_Task requirements:_ Render all of the entries below as a JSON list of strings, with one string for each line and blank lines skipped. Leave the pictures out.

+++ Exercise materials +++

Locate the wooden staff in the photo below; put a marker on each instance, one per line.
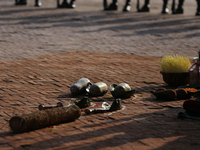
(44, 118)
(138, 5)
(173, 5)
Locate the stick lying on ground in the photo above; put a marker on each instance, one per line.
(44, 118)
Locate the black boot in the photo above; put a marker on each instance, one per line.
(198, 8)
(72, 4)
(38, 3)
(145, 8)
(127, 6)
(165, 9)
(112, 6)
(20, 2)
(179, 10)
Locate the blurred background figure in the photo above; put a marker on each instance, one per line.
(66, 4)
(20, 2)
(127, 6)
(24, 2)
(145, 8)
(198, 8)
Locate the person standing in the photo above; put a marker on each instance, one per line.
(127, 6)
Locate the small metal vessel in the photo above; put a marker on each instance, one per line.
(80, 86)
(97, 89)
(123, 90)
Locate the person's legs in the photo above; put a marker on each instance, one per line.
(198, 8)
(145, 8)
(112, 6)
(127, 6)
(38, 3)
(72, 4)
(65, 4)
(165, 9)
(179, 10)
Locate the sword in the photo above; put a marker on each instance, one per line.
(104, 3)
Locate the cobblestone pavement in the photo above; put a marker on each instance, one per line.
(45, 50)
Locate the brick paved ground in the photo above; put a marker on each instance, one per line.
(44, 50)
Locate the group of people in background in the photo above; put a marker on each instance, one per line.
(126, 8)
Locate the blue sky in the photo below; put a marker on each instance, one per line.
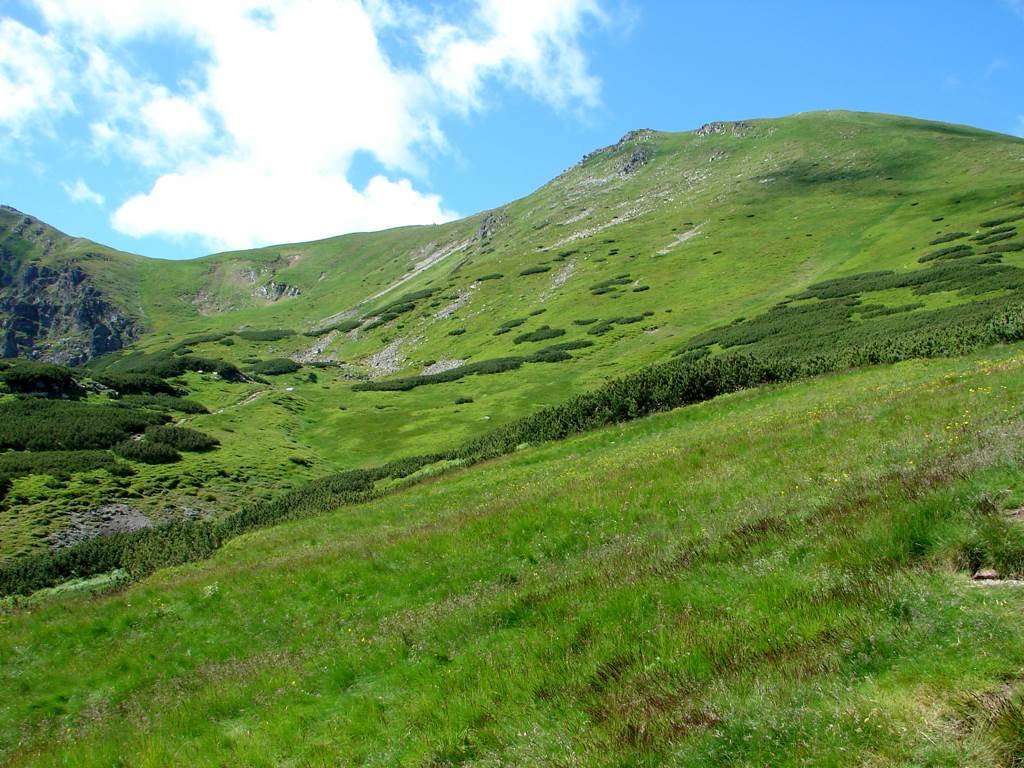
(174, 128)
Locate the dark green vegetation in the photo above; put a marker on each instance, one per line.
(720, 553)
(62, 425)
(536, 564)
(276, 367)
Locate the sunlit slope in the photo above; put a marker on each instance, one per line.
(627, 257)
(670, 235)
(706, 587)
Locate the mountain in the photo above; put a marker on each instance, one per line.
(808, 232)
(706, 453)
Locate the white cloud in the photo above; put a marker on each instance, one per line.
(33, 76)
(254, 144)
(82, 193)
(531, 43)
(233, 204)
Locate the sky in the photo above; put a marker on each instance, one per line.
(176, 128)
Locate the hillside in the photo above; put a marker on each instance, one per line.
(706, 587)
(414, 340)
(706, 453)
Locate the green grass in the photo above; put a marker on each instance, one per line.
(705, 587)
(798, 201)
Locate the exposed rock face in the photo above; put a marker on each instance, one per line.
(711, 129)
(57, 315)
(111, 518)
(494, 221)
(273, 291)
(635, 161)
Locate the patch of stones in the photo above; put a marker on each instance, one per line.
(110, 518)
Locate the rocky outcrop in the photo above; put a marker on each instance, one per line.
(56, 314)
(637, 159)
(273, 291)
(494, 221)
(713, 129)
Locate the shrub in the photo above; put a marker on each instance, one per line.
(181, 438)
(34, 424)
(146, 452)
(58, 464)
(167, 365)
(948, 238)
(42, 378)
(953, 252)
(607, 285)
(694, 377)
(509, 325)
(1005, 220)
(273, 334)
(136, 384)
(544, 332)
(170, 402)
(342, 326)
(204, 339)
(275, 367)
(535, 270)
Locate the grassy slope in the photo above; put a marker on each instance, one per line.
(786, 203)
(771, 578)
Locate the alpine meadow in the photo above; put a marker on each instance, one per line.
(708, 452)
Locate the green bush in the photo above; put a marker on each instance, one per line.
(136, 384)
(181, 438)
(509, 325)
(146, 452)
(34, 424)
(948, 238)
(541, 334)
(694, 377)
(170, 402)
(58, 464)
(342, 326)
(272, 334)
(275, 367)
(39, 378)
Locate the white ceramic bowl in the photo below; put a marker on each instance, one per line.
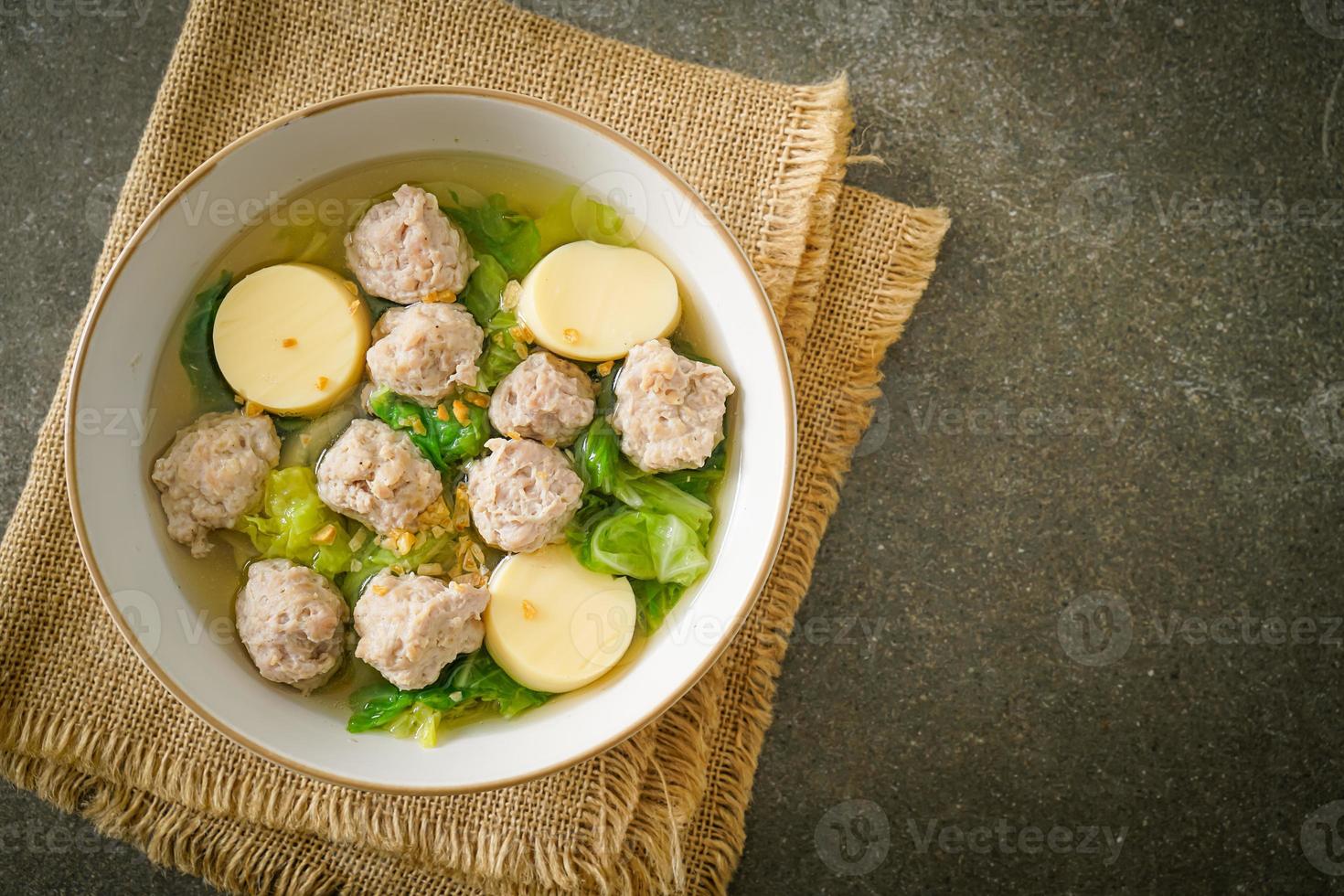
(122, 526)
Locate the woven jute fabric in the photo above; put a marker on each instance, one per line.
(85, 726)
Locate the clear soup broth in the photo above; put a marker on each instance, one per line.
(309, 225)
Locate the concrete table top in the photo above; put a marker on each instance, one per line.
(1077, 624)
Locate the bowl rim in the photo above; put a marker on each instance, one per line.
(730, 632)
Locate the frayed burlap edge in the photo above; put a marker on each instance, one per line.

+++

_Answer for this exercise:_
[
  "Locate the wooden staff in the photo below; put a marker on each instance, one per line.",
  "(44, 118)",
  "(138, 5)",
  "(173, 5)",
  "Locate the stick lying on ground in the photo above; put a marker on each instance, one per line.",
  "(44, 118)",
  "Locate the black boot in the photo above; put a marker on each instance, one per line.",
  "(198, 8)",
  "(72, 4)",
  "(38, 3)",
  "(145, 8)",
  "(127, 6)",
  "(165, 9)",
  "(112, 6)",
  "(20, 2)",
  "(179, 10)",
  "Locate the blurred background figure in the photo above; put a marker on each instance, one per line.",
  "(66, 4)",
  "(20, 2)",
  "(127, 6)",
  "(24, 2)",
  "(145, 8)",
  "(198, 8)",
  "Locate the person standing in the photo above; put a marker on each instance, one per line.",
  "(127, 6)",
  "Locate the small metal vessel in the photo above; put a marker on each instance, one per line.",
  "(80, 86)",
  "(97, 89)",
  "(123, 90)",
  "Locate the person's legs in the photo above; put a marker on each instance, one per line.",
  "(198, 8)",
  "(145, 8)",
  "(112, 6)",
  "(127, 6)",
  "(38, 3)",
  "(72, 4)",
  "(65, 4)",
  "(165, 9)",
  "(179, 10)",
  "Locate the sword in the photo above; put a marker on each instance, one per line.",
  "(104, 3)",
  "Locate the cobblestone pavement in the photo above; put a marker on each instance, one per line.",
  "(45, 50)",
  "Locate the brick paved ground in the photo above; put a marker on each instance, one per line.",
  "(44, 50)",
  "Locate the group of people in background in the photo above; put a marker on each instance, one per line.",
  "(126, 8)",
  "Locate the blue sky in the photo below; put a marker on each instance, one per line.",
  "(174, 128)",
  "Locate the dark green vegetation in the photo above; put a marker on each instance, one per line.",
  "(720, 553)",
  "(62, 425)",
  "(536, 564)",
  "(276, 367)",
  "Locate the sunlit slope in the photo above; put a marker on each instance, one per line.",
  "(627, 257)",
  "(670, 235)",
  "(706, 587)",
  "Locate the mountain in the photo above; put a marker on each instance, one per line.",
  "(808, 232)",
  "(706, 453)",
  "Locate the white cloud in the photo above; put a marker on each instance, one per line.",
  "(33, 76)",
  "(254, 144)",
  "(82, 193)",
  "(531, 43)",
  "(233, 204)",
  "Locate the sky in the photo above; put a marker on each instance, one per line.",
  "(176, 128)",
  "Locate the hillside in the photo above; put a marker on each instance, one per line.",
  "(706, 587)",
  "(414, 340)",
  "(706, 453)",
  "Locate the green grass in the photo above; put a marker on each instance, one per line.",
  "(705, 587)",
  "(798, 201)",
  "Locate the exposed rock face in the photo above; put a marker on each instance, one per line.",
  "(711, 129)",
  "(57, 315)",
  "(111, 518)",
  "(494, 221)",
  "(273, 291)",
  "(635, 161)",
  "Locate the patch of stones in the photo above; put a marker on each instance, one per line.",
  "(110, 518)",
  "Locate the rocky outcrop in the photo above; put a marker on each instance, one per line.",
  "(56, 314)",
  "(637, 159)",
  "(273, 291)",
  "(494, 221)",
  "(713, 129)",
  "Locate the shrub in the photo above; put a marker on each instance, one per line.",
  "(181, 438)",
  "(34, 424)",
  "(146, 452)",
  "(58, 464)",
  "(167, 365)",
  "(948, 238)",
  "(42, 378)",
  "(953, 252)",
  "(607, 285)",
  "(694, 377)",
  "(509, 325)",
  "(1005, 220)",
  "(273, 334)",
  "(136, 384)",
  "(544, 332)",
  "(170, 402)",
  "(342, 326)",
  "(204, 339)",
  "(275, 367)",
  "(535, 270)",
  "Locate the grassy slope in the photo above; put a marker on each instance, one per line.",
  "(786, 203)",
  "(771, 578)",
  "Locate the alpine meadow in the photo above; put a marker on each instance, one per line.",
  "(708, 452)",
  "Locate the green bush in the photo above; put a marker on each instance, one per line.",
  "(136, 384)",
  "(181, 438)",
  "(509, 325)",
  "(146, 452)",
  "(34, 424)",
  "(948, 238)",
  "(541, 334)",
  "(694, 377)",
  "(170, 402)",
  "(58, 464)",
  "(342, 326)",
  "(272, 334)",
  "(275, 367)",
  "(39, 378)",
  "Locate the white ceramic bowl in the photo below; put a marker on each instance, one per line.",
  "(122, 526)",
  "Locate the woven jute fabric in the photo above; put a marker on each instance, one per line.",
  "(85, 726)",
  "Locate the clear soup broth in the photo above; put a marker on each instance, one per line.",
  "(309, 225)",
  "Locate the concrete table top in the photo above; put a marker on each instance, one per line.",
  "(1077, 624)",
  "Locate the bowl rim in the photo above; put a marker on each instance, one per line.",
  "(730, 632)",
  "Locate the frayed burlap edge in the photo above; put a marker on each instance, one per line."
]